# Data in this exercise

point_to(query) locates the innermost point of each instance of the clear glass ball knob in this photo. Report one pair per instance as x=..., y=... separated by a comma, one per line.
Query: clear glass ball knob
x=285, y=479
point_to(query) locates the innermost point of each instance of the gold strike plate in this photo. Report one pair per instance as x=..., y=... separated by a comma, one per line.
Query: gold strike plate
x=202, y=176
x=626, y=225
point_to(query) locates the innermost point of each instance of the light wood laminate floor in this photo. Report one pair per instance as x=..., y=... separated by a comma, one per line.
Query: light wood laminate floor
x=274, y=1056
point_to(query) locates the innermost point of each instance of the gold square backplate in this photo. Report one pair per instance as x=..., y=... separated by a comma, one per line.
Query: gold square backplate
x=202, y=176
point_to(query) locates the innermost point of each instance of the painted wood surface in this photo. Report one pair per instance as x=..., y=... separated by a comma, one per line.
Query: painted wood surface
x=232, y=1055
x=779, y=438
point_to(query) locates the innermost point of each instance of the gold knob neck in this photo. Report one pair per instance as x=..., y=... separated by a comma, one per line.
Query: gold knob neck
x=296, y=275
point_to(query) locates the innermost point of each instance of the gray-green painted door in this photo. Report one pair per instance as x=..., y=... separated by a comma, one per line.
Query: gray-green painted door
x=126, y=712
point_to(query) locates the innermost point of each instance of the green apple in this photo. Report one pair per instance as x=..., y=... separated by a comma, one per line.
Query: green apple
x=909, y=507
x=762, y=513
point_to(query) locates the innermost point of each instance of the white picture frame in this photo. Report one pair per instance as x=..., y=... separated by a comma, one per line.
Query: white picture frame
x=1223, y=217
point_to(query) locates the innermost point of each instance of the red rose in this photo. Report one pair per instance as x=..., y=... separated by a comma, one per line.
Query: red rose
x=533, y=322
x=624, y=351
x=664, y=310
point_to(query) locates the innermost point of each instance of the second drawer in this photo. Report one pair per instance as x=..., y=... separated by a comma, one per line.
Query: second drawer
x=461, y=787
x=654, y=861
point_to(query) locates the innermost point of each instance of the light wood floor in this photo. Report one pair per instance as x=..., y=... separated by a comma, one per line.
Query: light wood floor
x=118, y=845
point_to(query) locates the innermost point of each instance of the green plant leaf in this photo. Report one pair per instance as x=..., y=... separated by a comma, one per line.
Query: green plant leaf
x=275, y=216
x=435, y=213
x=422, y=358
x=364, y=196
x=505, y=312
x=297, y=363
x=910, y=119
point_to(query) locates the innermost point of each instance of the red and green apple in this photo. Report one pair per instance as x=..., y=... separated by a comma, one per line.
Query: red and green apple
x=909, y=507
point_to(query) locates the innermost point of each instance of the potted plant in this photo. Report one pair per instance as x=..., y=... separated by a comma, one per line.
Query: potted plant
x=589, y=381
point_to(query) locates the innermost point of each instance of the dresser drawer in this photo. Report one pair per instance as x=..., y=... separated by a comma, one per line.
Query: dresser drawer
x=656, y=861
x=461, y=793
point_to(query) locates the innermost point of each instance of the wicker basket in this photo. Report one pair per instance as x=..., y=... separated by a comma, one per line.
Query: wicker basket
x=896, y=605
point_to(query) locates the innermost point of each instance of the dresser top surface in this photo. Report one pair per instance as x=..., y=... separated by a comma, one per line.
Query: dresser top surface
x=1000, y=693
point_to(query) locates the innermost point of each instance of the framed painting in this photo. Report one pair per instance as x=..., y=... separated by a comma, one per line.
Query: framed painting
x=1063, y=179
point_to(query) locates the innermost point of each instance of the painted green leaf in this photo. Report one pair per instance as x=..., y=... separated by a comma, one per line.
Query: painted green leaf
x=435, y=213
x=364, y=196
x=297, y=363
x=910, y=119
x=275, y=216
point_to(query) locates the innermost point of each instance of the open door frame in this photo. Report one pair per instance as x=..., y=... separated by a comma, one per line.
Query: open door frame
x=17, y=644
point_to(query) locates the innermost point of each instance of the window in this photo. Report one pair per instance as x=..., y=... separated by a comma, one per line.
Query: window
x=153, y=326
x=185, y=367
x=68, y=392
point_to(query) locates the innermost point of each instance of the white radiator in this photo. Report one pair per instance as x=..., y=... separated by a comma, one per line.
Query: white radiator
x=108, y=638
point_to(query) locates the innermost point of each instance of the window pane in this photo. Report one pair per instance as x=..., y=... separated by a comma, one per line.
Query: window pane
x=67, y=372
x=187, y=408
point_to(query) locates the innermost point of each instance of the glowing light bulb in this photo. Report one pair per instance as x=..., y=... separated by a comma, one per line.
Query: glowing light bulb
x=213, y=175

# Goal
Starting at the beginning of the data and ending at the line that contains "x=762, y=513", arrange it as a two-column CSV headed instruction and coordinates. Give one row per text and the answer after it, with each value in a single quoted field and line breaks turned into spaces.

# Complete response
instruction,coordinates
"point_to(query) locates the innermost point of each instance of the clear glass ball knob in this photo. Report one pair per instance as x=..., y=... separated by a comma, one per line. Query: clear glass ball knob","x=285, y=479"
"point_to(query) locates the innermost point of each instance of the gold strike plate in this photo. Report one pair per instance as x=..., y=... separated by a comma, one per line. Query: gold strike plate","x=202, y=176 x=626, y=225"
"point_to(query) locates the innermost point of each instance of the light wood laminate floor in this photo. Report one pair per instance as x=..., y=... separated by a comma, one per line. Query: light wood laminate floor","x=274, y=1056"
"point_to(query) locates the innermost point of each instance of the gold square backplate in this photo. Report one pair per instance as x=..., y=... separated by a comma, one per line. Query: gold square backplate","x=202, y=176"
"point_to(query) locates the innermost point of each instance of the painted wood surface in this photo. Report one pair per instance as x=..., y=... separated by a comma, one per line. Query: painted wood surface","x=232, y=1055 x=779, y=438"
"point_to(query) locates the innermost point of each instance of the gold knob neck in this photo. Report one pair per instance as x=..., y=... separated by a comma, one per line. Query: gold knob neck","x=296, y=275"
"point_to(query) locates the innermost point of each instance of the gray-green painted door in this photo. Report one pair per instance as x=..., y=... separated by a comma, one per line. Query: gray-green painted door","x=126, y=712"
"point_to(query) locates the innermost point of each instance of the green apple in this photo. Report one pair per instance as x=..., y=... separated by a comma, one per line. Query: green apple","x=909, y=507 x=762, y=513"